==== Raw records

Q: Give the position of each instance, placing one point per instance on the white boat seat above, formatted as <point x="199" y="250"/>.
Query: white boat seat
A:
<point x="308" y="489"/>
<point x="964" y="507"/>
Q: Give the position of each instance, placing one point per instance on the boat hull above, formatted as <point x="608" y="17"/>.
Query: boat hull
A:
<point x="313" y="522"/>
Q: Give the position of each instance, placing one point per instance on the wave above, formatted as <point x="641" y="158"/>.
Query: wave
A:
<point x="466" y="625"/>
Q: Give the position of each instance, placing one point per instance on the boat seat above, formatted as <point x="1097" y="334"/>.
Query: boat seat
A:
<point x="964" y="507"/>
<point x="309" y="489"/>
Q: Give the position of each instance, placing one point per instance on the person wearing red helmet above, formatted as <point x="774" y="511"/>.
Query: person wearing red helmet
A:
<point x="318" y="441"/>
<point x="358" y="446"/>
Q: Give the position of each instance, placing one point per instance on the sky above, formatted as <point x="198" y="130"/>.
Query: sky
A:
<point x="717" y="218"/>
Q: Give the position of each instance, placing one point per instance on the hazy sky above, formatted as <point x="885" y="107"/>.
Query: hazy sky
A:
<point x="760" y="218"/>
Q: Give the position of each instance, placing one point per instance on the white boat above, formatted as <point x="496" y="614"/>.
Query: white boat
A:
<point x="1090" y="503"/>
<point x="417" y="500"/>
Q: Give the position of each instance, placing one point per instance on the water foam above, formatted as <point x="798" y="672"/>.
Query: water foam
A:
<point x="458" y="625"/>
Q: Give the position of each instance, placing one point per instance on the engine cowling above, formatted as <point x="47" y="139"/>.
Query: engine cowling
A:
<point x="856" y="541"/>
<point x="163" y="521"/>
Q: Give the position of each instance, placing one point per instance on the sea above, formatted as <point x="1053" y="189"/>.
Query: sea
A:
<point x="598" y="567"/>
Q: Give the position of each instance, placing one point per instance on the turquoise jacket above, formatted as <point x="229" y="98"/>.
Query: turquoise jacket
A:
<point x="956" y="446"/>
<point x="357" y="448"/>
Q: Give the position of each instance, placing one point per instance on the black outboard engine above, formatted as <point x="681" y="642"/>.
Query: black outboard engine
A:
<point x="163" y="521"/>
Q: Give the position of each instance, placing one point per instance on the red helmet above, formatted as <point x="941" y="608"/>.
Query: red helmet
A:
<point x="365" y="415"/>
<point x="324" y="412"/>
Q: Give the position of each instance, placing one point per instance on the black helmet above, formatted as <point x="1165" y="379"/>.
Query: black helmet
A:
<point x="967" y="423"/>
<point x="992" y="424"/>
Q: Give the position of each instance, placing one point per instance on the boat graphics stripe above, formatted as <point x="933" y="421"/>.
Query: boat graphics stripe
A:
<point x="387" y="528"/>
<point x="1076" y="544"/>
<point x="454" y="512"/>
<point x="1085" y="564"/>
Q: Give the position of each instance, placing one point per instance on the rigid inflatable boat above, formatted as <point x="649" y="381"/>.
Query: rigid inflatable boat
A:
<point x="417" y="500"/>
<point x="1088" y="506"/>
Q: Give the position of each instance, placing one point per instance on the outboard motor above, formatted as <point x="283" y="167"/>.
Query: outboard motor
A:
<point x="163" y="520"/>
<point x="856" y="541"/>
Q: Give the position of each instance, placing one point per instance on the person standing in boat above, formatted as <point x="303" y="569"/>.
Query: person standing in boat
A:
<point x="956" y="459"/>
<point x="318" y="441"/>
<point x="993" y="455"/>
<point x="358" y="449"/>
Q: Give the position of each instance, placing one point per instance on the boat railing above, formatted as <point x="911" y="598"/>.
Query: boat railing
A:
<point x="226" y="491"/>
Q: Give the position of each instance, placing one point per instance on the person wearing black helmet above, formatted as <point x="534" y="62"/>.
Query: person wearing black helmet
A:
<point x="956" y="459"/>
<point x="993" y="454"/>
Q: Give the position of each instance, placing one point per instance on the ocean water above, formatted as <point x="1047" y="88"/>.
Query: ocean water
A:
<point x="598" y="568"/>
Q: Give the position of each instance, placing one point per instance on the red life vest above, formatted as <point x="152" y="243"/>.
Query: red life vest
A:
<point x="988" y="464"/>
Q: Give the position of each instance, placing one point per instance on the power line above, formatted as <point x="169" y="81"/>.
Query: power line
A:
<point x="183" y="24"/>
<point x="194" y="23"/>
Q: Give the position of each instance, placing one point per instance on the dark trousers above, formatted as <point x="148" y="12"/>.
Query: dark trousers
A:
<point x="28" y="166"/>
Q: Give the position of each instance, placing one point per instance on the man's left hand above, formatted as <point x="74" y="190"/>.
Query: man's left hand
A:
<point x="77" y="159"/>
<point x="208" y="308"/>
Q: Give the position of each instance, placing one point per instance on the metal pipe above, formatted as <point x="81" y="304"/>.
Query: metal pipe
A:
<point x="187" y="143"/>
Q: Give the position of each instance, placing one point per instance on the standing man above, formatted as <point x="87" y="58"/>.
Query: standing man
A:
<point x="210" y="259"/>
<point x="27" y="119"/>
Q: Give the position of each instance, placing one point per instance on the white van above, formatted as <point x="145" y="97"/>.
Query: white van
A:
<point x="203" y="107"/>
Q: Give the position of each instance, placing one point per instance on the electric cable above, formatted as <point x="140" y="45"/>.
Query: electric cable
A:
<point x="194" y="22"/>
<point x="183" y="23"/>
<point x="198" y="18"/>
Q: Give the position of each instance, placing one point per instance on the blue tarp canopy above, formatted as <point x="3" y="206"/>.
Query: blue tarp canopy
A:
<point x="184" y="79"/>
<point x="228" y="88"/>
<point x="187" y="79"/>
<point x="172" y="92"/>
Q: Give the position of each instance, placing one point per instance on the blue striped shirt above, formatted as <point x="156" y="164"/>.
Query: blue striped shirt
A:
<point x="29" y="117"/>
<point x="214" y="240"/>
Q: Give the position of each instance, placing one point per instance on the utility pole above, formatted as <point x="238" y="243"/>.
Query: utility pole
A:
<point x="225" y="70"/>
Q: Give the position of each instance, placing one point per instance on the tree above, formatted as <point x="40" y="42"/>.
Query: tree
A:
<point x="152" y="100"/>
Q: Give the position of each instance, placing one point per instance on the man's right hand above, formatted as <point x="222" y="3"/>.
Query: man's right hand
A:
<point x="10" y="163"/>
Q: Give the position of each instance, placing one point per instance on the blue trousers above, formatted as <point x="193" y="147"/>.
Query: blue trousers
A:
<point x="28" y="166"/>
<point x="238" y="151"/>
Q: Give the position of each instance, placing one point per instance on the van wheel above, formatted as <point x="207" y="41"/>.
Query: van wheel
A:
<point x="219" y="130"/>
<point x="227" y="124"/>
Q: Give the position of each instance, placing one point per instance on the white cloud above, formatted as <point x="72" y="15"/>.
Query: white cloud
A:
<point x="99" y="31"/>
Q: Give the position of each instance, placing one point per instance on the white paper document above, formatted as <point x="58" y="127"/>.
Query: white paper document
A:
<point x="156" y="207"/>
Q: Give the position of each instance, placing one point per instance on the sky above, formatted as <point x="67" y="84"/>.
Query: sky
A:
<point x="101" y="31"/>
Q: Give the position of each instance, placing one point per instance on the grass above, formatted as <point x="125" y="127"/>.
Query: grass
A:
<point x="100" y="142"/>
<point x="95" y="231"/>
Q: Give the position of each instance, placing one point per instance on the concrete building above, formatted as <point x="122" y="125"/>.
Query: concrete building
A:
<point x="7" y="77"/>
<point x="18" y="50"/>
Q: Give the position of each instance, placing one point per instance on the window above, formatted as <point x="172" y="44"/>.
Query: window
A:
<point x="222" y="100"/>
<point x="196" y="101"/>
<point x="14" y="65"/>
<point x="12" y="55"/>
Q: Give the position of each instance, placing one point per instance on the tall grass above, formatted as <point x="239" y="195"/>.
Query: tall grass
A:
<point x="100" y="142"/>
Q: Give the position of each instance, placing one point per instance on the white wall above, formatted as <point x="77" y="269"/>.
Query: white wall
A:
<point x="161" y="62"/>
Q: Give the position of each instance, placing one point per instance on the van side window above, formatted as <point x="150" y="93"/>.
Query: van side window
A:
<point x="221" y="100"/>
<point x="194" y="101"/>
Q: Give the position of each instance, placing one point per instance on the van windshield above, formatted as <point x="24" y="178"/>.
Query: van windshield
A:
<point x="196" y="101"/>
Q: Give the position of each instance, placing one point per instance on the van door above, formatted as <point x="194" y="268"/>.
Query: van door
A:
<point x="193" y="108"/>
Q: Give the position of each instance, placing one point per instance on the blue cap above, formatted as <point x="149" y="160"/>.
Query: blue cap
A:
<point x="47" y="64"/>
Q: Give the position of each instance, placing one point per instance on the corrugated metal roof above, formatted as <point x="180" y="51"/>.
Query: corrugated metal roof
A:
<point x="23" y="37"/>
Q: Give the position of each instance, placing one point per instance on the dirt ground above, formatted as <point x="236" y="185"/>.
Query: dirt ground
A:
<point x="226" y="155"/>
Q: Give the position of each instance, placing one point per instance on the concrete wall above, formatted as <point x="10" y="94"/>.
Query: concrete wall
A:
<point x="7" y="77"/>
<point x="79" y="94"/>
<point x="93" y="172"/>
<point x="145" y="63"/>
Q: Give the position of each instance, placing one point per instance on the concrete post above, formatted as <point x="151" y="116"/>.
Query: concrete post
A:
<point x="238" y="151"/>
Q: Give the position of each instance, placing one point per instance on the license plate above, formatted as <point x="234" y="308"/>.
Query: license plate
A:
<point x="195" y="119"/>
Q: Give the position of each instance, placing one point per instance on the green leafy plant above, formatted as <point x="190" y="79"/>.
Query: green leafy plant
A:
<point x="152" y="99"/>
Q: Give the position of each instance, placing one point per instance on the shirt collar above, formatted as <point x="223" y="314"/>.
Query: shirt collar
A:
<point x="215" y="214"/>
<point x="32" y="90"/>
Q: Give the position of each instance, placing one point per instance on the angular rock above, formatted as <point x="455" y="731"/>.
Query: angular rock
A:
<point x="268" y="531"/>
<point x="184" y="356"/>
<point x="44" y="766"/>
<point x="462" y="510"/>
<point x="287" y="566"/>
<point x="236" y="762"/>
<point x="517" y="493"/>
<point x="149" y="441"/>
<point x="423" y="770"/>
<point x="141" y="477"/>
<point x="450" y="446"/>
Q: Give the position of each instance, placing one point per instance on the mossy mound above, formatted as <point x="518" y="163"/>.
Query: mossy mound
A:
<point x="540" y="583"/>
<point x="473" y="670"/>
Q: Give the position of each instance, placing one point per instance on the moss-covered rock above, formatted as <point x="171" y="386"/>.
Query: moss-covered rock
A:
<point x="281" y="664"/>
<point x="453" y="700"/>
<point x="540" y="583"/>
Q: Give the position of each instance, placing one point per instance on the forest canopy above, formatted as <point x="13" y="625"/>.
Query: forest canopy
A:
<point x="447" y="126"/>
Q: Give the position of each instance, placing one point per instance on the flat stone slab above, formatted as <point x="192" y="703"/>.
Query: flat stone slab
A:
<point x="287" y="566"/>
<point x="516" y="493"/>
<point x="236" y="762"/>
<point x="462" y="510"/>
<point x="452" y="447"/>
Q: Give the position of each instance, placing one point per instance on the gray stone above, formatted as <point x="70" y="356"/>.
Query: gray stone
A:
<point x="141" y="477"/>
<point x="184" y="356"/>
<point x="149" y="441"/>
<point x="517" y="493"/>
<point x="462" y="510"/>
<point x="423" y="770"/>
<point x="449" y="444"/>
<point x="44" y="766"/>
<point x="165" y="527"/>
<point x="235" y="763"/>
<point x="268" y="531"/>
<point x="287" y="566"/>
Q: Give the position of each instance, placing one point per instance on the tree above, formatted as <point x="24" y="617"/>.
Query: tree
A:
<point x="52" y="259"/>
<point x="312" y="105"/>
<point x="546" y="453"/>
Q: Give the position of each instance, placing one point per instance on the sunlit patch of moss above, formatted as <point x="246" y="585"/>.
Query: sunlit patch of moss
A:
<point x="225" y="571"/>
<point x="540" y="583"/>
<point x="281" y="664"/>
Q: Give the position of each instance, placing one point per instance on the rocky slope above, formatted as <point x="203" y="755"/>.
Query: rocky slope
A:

========

> [Task]: Reproduce exactly the lines from the one with "on the moss-covered" through the end of the entries above, both ends included.

> [Finished task]:
Q: Give the position of each instance, placing one point per instance on the moss-covered rock above, formatted as <point x="171" y="386"/>.
Query: moss-covered rock
A:
<point x="281" y="664"/>
<point x="453" y="700"/>
<point x="540" y="583"/>
Q: Give the position of each instance, placing one point per instance on the forest canopy above, formatted as <point x="13" y="625"/>.
Query: forest canopy
A:
<point x="447" y="126"/>
Q: Give the position of each instance, placing one point per instance on the flat stone slab above, formatted as <point x="192" y="703"/>.
Query: flat stone slab
A:
<point x="287" y="566"/>
<point x="516" y="493"/>
<point x="236" y="762"/>
<point x="462" y="510"/>
<point x="452" y="447"/>
Q: Give the position of each instance, placing one point per instance on the gray stone above, formatted as <point x="70" y="356"/>.
Query: gray stone
A:
<point x="141" y="477"/>
<point x="184" y="356"/>
<point x="149" y="441"/>
<point x="517" y="493"/>
<point x="462" y="510"/>
<point x="423" y="770"/>
<point x="449" y="444"/>
<point x="44" y="766"/>
<point x="165" y="527"/>
<point x="235" y="763"/>
<point x="268" y="531"/>
<point x="287" y="566"/>
Q: Give the position of each instance, placing one point per instance on the tree above, formatted as <point x="24" y="617"/>.
Query: tree
A:
<point x="52" y="259"/>
<point x="312" y="105"/>
<point x="546" y="453"/>
Q: Give the position of each instance, placing one point per instance on the sunlit patch of moss above, formatted as <point x="246" y="585"/>.
Query: sunlit patch of moss
A:
<point x="225" y="571"/>
<point x="540" y="583"/>
<point x="281" y="664"/>
Q: Give the position of each instance, placing one point per instance on the rocky slope above, formatted as <point x="203" y="755"/>.
Query: rocky slope
A:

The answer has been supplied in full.